**What is needed:** Rewrite the records below as a JSON list of strings, one string per line, leaving out any blank lines.

— start Dataset records —

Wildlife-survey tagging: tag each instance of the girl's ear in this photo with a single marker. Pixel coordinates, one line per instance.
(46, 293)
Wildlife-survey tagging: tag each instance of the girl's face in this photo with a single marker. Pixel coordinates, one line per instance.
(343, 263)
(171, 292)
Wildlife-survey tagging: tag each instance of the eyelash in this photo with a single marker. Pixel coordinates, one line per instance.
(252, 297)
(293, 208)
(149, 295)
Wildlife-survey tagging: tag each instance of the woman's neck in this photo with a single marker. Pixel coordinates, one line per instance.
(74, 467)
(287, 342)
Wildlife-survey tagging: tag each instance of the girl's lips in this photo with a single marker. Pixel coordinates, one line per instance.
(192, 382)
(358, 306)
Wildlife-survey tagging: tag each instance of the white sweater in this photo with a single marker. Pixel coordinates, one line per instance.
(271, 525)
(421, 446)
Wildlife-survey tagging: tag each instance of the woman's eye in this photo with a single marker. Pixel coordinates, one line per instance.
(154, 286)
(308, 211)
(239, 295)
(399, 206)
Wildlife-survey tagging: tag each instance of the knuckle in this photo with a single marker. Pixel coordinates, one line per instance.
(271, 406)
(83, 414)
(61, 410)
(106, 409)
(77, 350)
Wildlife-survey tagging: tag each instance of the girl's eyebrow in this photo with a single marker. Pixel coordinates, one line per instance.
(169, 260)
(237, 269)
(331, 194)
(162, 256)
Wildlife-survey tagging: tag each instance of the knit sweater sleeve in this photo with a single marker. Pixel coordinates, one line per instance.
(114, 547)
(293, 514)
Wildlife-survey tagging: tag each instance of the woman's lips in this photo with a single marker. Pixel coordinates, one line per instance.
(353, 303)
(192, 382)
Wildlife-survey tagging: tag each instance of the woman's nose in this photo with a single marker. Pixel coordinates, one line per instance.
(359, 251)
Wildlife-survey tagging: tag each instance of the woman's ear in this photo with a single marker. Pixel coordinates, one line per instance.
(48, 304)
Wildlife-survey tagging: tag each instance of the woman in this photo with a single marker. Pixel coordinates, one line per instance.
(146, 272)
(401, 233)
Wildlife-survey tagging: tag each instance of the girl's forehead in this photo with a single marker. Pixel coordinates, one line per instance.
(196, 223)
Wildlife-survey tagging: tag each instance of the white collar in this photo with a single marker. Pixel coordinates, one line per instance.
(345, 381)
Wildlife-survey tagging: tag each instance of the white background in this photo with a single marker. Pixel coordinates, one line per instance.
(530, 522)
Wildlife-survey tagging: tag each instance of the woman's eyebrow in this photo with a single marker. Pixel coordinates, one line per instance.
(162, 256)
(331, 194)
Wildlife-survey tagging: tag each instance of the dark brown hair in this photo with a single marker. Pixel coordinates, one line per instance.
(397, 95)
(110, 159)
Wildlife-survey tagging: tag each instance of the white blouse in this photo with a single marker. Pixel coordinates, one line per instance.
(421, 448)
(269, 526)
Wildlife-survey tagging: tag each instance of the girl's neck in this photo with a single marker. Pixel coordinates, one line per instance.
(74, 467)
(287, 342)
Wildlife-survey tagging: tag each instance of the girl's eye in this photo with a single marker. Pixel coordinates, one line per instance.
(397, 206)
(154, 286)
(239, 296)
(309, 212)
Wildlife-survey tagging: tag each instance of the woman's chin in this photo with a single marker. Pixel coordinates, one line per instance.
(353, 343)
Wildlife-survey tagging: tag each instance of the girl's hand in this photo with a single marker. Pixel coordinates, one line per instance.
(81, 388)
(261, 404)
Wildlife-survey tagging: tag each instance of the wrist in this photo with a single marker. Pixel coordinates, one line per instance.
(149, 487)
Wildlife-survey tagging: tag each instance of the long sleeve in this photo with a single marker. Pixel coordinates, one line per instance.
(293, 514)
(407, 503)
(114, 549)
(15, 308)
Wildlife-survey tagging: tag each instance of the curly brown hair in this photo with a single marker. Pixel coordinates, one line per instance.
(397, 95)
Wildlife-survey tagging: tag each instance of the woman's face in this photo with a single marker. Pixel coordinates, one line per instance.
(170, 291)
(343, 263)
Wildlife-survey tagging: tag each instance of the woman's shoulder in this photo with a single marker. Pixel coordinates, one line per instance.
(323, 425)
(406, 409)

— end Dataset records —

**Task solution:**
[
  "Wildlife-survey tagging: tag each instance of the girl's ear in this photo with a single marker. Pixel coordinates, one line per instance.",
  "(46, 293)",
  "Wildlife-survey tagging: tag each instance of the girl's face in this photo with a single marker. Pixel coordinates, one line per instance.",
  "(343, 263)",
  "(171, 292)",
  "Wildlife-survey tagging: tag each instance of the eyelash in this photo with a single marker. Pixel coordinates, one line per instance.",
  "(252, 297)",
  "(293, 208)",
  "(149, 295)",
  "Wildlife-survey tagging: tag each instance of the woman's neck in this photo with a single marker. Pixel coordinates, one line per instance.",
  "(74, 467)",
  "(287, 342)",
  "Wildlife-survey tagging: tag each instance of the girl's lips in this photo with a single marker. Pixel coordinates, one line per instance.",
  "(192, 382)",
  "(358, 306)",
  "Wildlife-survey tagging: tag each instance of the white sweater in this photo with a single marker. Pixel coordinates, one line per instance.",
  "(271, 525)",
  "(421, 446)",
  "Wildlife-survey tagging: tag each instance of the woman's eye in this photo with a single marker. Pixel coordinates, one line per instance.",
  "(154, 286)",
  "(308, 211)",
  "(239, 295)",
  "(399, 206)",
  "Wildlife-survey tagging: tag each instance of the knuckle in this photo with a single marker. Pixel coordinates, one line per instance.",
  "(271, 406)",
  "(83, 414)",
  "(61, 410)",
  "(106, 409)",
  "(77, 350)",
  "Wildlife-survey tagging: tag each instance of the girl's eyebrow in this photo with a single marker. Pixel coordinates, one line per instance.",
  "(169, 260)",
  "(237, 269)",
  "(331, 194)",
  "(162, 256)",
  "Wildlife-survey tagging: tag each instance of the knit sweater sleeve in this photo with a single marker. Pixel coordinates, one line per instance.",
  "(114, 547)",
  "(293, 514)",
  "Wildlife-survey tagging: tag each instance of the woman's lips in this photo with a single marker. Pixel coordinates, one line per instance.",
  "(353, 303)",
  "(192, 382)",
  "Wildlife-survey tagging: tag each instance of the woman's nose in this photo with a single marker. Pixel coordinates, one line per instance.",
  "(359, 251)",
  "Wildlife-survey tagging: tag each instance of the woman's ear in this photo with a single marker. Pixel coordinates, one line per instance.",
  "(48, 304)",
  "Wildlife-survey tagging: tag each instance of the woman in this photo with a single marker. Pixel coordinates, one line per instance.",
  "(146, 272)",
  "(401, 233)",
  "Wildlife-survey tagging: tag each instance of the girl's forehead in this photo with a single marker. Pixel coordinates, one line per instance.",
  "(196, 223)",
  "Wildlife-survey tagging: tag each instance of the white collar in this photo with a single marker. Pixel coordinates, one line per instance.",
  "(345, 381)",
  "Wildlife-survey tagging: tag each instance of the white background in this photo with a single marker. Pixel coordinates, one line per instance.",
  "(530, 522)",
  "Wildlife-survey tagging: tag each instance of the woman's eyebrow in this photo with a single marker. Pixel coordinates, one line per instance.",
  "(162, 256)",
  "(331, 194)",
  "Wildlife-survey tagging: tag each instance of the dark brown hair in this photo with a single marker. Pixel coordinates, one line per instance.",
  "(397, 95)",
  "(110, 159)",
  "Wildlife-survey tagging: tag each instance of the white blouse in this photo with a single marker. Pixel coordinates, one line per instance.",
  "(421, 448)",
  "(269, 526)",
  "Wildlife-survey tagging: tag each instance of the girl's neck in this photo with a single marker. Pixel coordinates, one line per instance.",
  "(74, 467)",
  "(287, 342)",
  "Wildlife-survey tagging: tag each instance of the girl's eye in this photo with a single marker. Pixel coordinates, one line per instance.",
  "(397, 206)",
  "(154, 286)",
  "(239, 296)",
  "(309, 212)",
  "Wildlife-survey tagging: tag each instance of the woman's chin in this photo with a single marker. Pixel coordinates, one line per instance.",
  "(353, 343)",
  "Wildlife-survey tagging: tag each instance of the girl's hand in this photo with a single marker. Pixel coordinates, one line per instance.",
  "(81, 388)",
  "(261, 404)",
  "Wildlife-survey tagging: tag each instance of the wrist in this photo with a single marker. Pixel coordinates, one line per instance.",
  "(149, 487)",
  "Wildlife-survey tagging: tag each instance of the long sleeve in this photo with a single marker. Pixel coordinates, one line per instance.",
  "(293, 514)",
  "(407, 503)",
  "(114, 549)",
  "(15, 308)",
  "Wildlife-survey tagging: tag each instance of the curly brown hair in this photo with a single marker. Pixel coordinates, one line per instance.",
  "(397, 95)",
  "Wildlife-survey tagging: tag each instance of the woman's face in this photo with a single marker. Pixel coordinates, one line per instance.",
  "(170, 291)",
  "(343, 263)",
  "Wildlife-survey tagging: tag each instance of the woman's shoulder in this photo with a single marker. Pixel coordinates, one line per instance.",
  "(323, 425)",
  "(406, 409)"
]